» **Textabschnitt**
......
Inszenierung: Inzwischen geht‘s ruhiger zu. © AFP
Pjöngjang – Es ist noch nicht lange her, da ließ Nordkoreas Diktator Kim Jong-un von diesem Ort noch Raketen in die Luft schießen – um mehr oder weniger freundliche Drohgrüße an ungeliebte Nachbarstaaten wie Südkorea oder Japan zu senden. Aber heute sind hier feiner Sand, Sonnenschirme und Wasserrutschen zu sehen. Wonsan soll seit Kurzem ein ökonomisch wichtiger Standort für den ostasiatischen Ein-Parteienstaat werden.
Ende Juni weihte Kim das Strandresort Wonsan Kalma ein. Das Großbauprojekt hat über die letzten Wochen auch deshalb weltweit Schlagzeilen gemacht, weil es nicht so recht zu Nordkoreas Image passen mag: Die streng regierte Diktatur, die den Menschen kein Internet erlaubt und Reisende aus dem Ausland nur in überwachten Gruppen ins Land lässt, scheint bis auf Weiteres kaum prädestiniert als Tourismusdestination. Dabei sah der jubelnde Kim Jong-un, der bei der Eröffnungsfeier surfenden Probanden im Anzug zuklatschte, auch noch kaum nach Vergnügen aus. „Nordkoreas Kathedrale des Sozialismus“, nannte es das „Wall Street Journal“ .
......
» **Datensätze**
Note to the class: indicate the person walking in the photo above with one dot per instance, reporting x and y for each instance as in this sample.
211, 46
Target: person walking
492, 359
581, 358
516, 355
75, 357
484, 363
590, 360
......
» **Aufgabenliste**
A) Fasse den Absatz im Textabschnitt, der mit „Ende Juni weihte Kim“ beginnt, als Stichpunktliste zusammen und behalte dabei seine wichtigsten Fakten bei.
B) Wähle aus der Auflistung jede Zeile aus, in der das Wort „walking“ vorkommt, und gib diese Zeilen unverändert wieder.

» **Lösungen**
A)
- Kim Jong-un eröffnete Ende Juni das Strandresort Wonsan Kalma.
- Das Großbauprojekt machte in den letzten Wochen weltweit Schlagzeilen, auch weil es nicht recht zu Nordkoreas Image passt.
- Die streng regierte Diktatur erlaubt den Menschen kein Internet und lässt ausländische Reisende nur in überwachten Gruppen ins Land. Als Tourismusziel scheint sie deshalb kaum geeignet.
- Kim jubelte bei der Eröffnungsfeier, sah dabei aber kaum nach Vergnügen aus.
- Das „Wall Street Journal“ nannte das Resort „Nordkoreas Kathedrale des Sozialismus“.

B)
Note to the class: indicate the person walking in the photo above with one dot per instance, reporting x and y for each instance as in this sample.
Target: person walking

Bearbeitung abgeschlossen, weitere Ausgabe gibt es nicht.